#### TASK REQUIREMENTS:
Beginning at the line that contains "The component shall indicate each instance of the snow in" and ending at the last line of the entries, write out each line exactly; include nothing outside that span.

═══ ENTRIES SUPPLIED ═══

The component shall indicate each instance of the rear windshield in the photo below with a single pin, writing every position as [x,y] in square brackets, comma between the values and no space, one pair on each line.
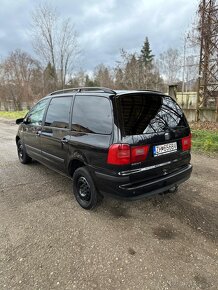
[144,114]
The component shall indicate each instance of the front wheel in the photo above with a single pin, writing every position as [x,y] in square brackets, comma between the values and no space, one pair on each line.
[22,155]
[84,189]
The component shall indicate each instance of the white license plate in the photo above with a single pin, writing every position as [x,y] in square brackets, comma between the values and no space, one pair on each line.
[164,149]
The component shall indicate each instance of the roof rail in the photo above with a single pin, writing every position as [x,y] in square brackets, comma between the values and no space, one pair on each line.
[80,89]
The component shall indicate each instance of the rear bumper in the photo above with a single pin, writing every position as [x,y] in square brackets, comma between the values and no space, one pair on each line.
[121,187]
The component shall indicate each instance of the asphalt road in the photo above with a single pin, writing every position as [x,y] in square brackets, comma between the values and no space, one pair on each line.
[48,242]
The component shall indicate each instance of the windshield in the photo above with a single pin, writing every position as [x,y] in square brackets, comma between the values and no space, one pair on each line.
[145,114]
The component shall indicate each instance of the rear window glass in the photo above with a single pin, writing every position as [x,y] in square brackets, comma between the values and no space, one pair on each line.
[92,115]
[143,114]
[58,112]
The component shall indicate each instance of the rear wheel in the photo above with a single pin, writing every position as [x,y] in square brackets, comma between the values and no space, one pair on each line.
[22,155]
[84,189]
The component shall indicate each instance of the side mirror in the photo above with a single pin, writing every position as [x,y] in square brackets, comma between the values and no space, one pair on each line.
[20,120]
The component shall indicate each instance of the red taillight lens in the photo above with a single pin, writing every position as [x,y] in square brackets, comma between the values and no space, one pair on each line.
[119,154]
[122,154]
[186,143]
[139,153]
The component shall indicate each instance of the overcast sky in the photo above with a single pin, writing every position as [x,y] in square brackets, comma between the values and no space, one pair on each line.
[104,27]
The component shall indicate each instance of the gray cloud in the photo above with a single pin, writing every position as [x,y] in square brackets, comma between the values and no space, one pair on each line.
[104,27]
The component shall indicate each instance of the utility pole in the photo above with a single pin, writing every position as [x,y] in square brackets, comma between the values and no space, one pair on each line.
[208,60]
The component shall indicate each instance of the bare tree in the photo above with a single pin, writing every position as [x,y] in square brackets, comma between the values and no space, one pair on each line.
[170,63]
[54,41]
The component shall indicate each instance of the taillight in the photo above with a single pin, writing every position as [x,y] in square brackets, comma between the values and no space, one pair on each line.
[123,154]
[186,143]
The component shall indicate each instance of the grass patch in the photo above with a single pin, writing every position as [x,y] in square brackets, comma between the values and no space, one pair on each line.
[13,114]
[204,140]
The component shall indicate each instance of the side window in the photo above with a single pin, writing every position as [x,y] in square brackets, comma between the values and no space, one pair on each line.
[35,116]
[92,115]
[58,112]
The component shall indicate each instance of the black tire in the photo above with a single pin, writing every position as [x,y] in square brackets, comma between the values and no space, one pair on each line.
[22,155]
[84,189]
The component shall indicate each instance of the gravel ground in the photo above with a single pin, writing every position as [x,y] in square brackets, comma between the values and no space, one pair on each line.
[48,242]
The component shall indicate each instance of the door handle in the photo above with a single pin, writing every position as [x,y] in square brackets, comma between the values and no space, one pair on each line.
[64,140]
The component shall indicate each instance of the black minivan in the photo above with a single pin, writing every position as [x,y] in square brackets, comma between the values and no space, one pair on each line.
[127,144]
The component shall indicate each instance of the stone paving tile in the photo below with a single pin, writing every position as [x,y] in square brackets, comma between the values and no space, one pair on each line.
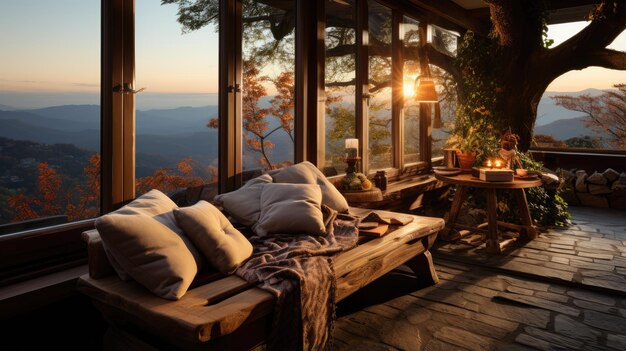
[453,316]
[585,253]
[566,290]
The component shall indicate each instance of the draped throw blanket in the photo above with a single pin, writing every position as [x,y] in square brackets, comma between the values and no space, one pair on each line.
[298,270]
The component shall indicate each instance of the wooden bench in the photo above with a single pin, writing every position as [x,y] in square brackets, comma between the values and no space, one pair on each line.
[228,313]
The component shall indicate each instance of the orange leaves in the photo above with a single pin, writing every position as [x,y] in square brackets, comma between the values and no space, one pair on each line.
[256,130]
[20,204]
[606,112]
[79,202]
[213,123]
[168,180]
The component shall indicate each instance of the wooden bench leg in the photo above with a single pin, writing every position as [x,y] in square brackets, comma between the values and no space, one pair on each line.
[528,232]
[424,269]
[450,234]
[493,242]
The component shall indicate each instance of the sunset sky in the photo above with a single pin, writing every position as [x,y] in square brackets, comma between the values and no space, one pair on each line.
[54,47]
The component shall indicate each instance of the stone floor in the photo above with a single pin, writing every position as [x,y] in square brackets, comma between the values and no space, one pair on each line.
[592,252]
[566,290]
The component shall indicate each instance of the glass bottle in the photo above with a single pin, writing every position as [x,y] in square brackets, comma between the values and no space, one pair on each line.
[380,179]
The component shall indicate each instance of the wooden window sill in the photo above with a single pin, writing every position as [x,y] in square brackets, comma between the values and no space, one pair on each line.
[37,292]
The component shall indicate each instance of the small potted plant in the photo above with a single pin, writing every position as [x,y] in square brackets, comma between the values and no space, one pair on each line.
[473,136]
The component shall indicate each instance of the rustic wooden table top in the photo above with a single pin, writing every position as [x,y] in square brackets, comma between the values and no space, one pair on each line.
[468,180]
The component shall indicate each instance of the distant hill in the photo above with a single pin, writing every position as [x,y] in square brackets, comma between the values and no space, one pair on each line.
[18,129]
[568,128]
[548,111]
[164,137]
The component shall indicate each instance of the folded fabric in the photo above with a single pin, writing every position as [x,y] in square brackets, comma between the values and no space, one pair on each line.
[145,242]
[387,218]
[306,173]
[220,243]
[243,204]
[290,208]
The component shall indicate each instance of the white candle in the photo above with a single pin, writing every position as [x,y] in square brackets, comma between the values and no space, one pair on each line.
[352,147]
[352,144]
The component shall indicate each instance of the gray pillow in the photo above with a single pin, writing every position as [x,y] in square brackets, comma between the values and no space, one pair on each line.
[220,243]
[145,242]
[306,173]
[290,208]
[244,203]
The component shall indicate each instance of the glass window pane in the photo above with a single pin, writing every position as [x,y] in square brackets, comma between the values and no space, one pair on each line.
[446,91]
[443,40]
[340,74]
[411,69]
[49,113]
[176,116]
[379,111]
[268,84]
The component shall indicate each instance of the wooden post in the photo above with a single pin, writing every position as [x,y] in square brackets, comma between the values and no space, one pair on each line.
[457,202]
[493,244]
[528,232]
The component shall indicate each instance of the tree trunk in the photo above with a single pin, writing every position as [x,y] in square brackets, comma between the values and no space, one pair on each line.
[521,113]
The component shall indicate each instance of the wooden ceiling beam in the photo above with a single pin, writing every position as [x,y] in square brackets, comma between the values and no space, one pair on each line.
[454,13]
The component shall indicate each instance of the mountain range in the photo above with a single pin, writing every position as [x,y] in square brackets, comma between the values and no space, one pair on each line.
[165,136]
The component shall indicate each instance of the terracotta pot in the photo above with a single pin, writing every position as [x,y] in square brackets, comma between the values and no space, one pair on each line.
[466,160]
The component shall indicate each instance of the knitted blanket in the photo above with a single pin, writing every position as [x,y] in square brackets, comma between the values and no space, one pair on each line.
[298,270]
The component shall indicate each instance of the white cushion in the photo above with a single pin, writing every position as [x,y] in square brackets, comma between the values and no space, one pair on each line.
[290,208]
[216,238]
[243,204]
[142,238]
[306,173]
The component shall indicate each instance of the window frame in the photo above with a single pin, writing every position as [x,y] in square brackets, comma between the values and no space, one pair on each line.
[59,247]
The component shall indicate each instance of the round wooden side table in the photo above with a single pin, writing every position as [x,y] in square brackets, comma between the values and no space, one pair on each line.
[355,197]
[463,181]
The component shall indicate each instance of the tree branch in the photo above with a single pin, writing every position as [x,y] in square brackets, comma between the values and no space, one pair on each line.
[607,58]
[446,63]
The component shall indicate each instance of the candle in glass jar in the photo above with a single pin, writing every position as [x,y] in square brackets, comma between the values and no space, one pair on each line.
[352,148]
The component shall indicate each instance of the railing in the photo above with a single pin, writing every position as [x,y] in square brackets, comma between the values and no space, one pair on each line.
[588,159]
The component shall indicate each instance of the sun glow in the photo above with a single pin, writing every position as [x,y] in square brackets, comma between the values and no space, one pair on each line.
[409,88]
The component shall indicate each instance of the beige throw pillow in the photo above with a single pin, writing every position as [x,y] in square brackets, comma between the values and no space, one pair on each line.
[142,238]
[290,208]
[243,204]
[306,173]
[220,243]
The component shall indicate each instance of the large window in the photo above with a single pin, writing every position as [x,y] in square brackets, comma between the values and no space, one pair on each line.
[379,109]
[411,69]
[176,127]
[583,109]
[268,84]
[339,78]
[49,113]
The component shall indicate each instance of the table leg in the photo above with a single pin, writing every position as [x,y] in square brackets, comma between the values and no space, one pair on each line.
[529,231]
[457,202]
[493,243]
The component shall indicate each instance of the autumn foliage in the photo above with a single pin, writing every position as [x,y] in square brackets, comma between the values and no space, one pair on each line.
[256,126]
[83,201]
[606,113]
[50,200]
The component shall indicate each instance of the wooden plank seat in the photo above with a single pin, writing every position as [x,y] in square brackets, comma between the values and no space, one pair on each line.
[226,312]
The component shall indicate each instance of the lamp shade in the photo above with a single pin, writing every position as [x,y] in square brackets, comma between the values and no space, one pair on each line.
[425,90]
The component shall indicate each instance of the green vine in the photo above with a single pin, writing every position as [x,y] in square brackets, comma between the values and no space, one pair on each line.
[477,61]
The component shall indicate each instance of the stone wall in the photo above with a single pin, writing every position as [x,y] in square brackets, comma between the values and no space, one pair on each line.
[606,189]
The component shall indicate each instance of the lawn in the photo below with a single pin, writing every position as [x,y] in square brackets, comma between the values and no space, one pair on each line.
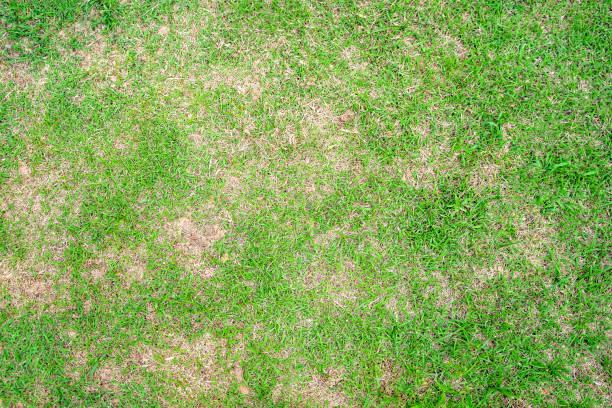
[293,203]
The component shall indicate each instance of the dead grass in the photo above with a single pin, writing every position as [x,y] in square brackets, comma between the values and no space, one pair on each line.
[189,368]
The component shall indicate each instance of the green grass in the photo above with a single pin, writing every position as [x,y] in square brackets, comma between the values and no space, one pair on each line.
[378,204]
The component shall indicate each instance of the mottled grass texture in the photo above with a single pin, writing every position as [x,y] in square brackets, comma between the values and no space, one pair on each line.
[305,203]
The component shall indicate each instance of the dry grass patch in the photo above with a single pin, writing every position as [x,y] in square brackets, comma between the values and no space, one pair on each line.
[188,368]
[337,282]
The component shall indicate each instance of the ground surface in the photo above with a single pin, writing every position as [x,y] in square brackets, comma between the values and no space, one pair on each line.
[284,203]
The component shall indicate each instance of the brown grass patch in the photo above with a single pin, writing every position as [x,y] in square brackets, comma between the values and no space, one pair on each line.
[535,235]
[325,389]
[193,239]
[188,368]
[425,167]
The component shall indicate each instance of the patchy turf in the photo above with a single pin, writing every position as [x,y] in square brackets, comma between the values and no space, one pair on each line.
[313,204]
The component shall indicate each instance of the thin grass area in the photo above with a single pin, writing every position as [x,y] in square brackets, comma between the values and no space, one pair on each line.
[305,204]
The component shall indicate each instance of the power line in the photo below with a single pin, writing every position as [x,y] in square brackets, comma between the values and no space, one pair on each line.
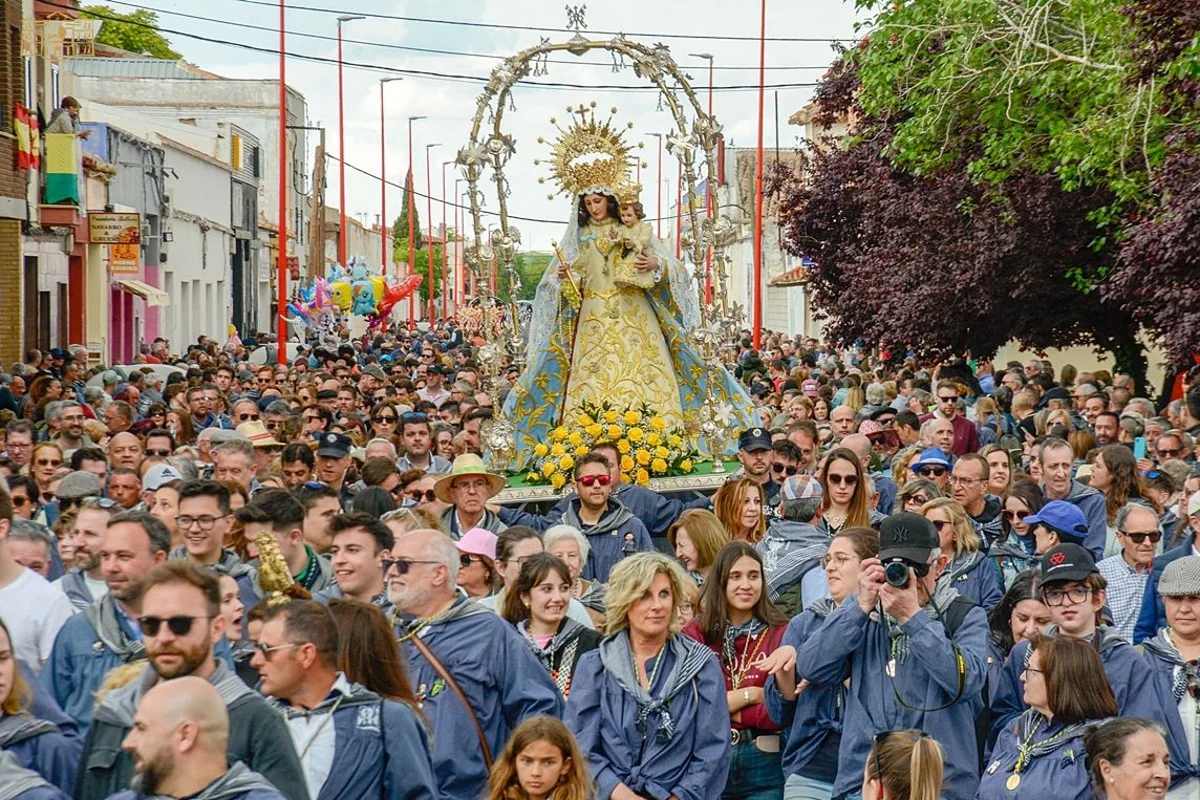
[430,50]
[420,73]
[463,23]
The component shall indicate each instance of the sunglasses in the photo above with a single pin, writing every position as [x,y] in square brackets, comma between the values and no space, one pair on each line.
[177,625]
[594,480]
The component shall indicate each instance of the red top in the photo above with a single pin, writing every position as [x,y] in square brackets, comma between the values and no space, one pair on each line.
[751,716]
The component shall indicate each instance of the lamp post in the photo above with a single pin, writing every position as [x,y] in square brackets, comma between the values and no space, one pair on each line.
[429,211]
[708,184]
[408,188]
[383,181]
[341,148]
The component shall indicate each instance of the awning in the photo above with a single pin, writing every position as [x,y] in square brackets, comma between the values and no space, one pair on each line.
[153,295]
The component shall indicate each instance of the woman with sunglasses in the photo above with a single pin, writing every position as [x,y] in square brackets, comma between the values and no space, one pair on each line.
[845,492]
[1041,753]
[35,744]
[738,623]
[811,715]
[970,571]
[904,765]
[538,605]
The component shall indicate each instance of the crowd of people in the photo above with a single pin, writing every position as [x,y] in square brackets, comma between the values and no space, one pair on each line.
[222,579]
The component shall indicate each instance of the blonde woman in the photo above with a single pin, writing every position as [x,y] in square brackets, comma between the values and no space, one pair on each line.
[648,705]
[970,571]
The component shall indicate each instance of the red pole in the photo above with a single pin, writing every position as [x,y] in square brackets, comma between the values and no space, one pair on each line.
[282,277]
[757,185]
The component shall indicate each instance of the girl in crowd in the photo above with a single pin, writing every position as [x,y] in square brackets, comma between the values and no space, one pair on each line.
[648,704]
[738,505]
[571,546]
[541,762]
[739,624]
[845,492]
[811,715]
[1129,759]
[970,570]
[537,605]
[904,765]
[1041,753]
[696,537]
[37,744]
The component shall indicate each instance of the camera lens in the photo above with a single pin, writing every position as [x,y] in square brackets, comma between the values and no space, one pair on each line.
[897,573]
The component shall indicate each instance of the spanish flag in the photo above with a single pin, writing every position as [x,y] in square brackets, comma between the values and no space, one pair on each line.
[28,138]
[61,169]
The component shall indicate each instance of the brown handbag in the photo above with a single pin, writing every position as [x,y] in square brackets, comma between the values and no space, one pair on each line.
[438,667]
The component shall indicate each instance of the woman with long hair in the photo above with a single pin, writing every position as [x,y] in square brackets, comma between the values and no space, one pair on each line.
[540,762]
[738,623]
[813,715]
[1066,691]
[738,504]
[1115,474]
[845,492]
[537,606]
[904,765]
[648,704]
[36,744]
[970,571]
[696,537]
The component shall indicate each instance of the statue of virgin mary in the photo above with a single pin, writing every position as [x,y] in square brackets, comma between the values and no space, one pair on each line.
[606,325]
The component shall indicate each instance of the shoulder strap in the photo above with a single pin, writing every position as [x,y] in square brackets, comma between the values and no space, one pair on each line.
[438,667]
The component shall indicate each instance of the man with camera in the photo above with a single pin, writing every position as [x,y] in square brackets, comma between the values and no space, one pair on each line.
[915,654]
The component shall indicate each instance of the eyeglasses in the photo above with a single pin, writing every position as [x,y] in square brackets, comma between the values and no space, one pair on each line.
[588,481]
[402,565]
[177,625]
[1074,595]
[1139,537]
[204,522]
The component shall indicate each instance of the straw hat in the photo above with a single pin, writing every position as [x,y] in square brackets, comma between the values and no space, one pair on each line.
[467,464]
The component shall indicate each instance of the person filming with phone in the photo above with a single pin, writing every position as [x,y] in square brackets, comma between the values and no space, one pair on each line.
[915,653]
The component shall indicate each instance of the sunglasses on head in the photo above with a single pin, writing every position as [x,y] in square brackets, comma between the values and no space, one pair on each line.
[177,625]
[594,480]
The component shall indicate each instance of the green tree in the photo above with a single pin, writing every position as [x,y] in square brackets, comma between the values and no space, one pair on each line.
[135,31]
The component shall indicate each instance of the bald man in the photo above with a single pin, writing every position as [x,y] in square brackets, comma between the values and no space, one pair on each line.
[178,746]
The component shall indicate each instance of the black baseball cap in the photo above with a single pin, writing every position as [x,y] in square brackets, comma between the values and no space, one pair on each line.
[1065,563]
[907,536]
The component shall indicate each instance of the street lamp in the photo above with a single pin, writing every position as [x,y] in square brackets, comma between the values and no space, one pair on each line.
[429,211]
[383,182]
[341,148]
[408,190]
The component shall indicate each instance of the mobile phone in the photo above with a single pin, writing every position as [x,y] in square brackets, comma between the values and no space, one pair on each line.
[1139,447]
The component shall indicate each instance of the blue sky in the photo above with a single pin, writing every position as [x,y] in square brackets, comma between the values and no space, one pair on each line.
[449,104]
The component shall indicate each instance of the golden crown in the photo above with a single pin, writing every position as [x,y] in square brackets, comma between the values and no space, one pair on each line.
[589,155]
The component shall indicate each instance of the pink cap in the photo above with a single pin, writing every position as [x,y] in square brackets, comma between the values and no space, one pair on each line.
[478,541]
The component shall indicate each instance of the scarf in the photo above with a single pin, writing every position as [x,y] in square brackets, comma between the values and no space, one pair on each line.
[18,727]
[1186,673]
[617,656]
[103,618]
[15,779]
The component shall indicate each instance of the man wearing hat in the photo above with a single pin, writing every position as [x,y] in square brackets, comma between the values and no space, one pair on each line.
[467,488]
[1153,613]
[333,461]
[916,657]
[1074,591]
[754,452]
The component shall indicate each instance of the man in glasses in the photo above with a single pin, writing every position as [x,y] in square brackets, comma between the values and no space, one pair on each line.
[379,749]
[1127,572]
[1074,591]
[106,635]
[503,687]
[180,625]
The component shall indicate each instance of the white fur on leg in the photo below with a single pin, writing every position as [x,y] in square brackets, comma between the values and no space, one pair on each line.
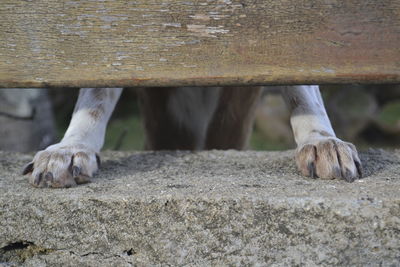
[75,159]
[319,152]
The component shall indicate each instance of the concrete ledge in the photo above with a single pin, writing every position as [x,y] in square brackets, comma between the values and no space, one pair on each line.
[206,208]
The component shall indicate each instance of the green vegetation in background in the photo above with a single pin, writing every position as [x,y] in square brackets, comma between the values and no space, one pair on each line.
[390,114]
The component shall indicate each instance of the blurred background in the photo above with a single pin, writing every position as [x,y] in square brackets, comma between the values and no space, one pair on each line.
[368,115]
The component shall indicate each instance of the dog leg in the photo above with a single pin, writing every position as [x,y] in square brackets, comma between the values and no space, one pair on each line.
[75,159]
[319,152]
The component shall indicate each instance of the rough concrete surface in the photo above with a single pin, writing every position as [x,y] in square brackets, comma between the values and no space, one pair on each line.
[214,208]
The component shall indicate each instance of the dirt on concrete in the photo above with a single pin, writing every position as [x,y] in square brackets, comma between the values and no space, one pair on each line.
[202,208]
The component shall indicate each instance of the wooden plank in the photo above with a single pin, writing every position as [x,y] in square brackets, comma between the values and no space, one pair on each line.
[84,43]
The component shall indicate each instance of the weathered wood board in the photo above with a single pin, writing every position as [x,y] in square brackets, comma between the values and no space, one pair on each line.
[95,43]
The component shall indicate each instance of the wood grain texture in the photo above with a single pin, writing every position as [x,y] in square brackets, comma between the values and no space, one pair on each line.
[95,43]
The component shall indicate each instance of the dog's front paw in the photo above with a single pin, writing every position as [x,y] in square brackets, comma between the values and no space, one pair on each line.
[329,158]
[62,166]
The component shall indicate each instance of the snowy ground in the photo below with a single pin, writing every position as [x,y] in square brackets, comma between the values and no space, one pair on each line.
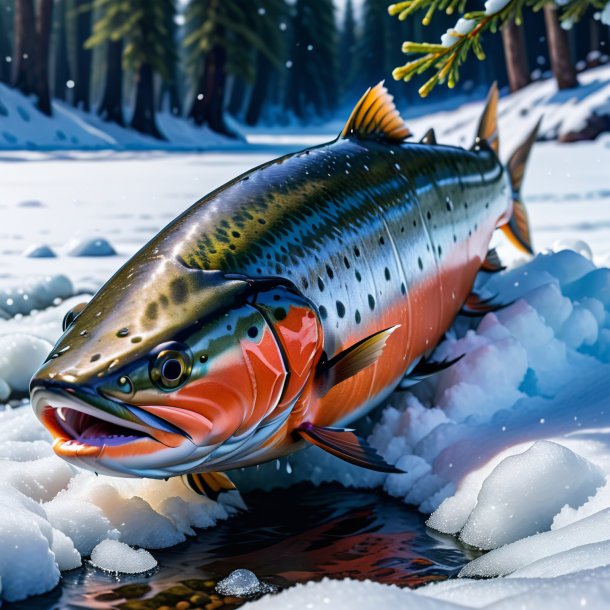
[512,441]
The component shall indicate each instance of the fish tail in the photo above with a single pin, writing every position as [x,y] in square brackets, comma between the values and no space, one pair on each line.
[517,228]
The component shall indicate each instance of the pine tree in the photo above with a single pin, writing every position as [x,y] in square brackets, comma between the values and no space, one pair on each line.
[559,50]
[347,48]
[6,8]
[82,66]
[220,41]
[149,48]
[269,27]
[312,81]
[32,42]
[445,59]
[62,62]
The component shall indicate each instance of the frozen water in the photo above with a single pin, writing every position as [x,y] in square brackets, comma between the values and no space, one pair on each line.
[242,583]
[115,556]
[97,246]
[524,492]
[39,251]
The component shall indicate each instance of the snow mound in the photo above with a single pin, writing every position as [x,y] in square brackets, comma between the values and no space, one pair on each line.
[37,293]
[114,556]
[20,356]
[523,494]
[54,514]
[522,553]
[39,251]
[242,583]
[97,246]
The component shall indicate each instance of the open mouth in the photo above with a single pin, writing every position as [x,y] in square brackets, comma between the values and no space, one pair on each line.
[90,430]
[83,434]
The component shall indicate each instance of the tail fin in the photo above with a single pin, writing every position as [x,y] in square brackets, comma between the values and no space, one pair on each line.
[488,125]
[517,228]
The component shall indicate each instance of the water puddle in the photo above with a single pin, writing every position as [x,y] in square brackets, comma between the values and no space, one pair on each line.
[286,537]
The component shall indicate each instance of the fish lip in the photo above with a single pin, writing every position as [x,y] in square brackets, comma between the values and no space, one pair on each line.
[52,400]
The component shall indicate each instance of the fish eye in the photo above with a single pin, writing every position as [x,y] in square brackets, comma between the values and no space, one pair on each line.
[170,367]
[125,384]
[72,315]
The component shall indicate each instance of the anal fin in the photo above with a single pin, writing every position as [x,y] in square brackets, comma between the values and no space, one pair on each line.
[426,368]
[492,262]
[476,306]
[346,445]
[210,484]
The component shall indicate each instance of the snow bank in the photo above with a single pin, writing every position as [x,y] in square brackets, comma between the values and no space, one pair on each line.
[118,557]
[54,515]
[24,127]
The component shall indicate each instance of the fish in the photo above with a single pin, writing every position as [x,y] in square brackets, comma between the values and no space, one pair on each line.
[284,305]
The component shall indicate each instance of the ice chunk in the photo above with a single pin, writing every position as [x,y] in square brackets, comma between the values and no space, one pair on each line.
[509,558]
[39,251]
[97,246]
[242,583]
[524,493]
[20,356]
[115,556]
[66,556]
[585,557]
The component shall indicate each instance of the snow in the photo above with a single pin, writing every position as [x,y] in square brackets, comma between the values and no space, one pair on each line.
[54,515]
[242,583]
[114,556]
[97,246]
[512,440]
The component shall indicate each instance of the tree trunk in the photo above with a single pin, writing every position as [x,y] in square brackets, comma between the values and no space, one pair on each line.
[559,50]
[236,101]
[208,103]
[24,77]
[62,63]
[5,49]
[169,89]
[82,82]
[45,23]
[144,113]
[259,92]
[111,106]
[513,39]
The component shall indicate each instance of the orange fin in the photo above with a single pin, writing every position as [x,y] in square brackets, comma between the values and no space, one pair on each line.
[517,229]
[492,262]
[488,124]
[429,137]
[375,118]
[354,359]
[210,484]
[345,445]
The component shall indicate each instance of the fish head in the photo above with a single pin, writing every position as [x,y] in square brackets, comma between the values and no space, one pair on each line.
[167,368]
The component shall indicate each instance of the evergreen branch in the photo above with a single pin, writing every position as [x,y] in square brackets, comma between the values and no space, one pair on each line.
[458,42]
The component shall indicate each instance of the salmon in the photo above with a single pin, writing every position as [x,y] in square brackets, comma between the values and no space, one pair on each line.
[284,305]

═══

#### RESPONSE:
The component shall indicate each instance of the snow in the photo above with a single pin, writing every position as [x,y] in square brackets, comma between the values and no space, one pair on each line.
[54,515]
[242,583]
[114,556]
[97,246]
[512,440]
The component shall indicate each instance of the tree trunk in the photo above with a single pin, writing every position as [x,y] in square brackets, comma between the values and no space, one pair on each line.
[559,50]
[236,101]
[208,103]
[24,77]
[62,63]
[5,49]
[169,89]
[82,82]
[45,23]
[144,113]
[259,92]
[111,106]
[513,39]
The component shall indicate each instance of the orange fin in the photo above with a single pin, writing every position as [x,y] in square brackets, comma between the values and no space, one pair on each line.
[517,229]
[492,262]
[488,124]
[429,137]
[375,118]
[354,359]
[210,484]
[345,445]
The component shall indicate each instance of the fish head in the photo above with a single pin, writing every position as [x,y] in square brackets, comma between the values and no space, one pair on each line.
[167,368]
The component shall indicate each instance of the evergreen branch in the photo above with a single pin, writing every position as [x,y] in square brackets, comma between the values and no space, one pair on each line.
[458,42]
The component shall indicate each instance of the salmon in the photo above with a single pin, writing every position as [x,y] in square brackets, comma between the values and no space, one pair on each line.
[284,305]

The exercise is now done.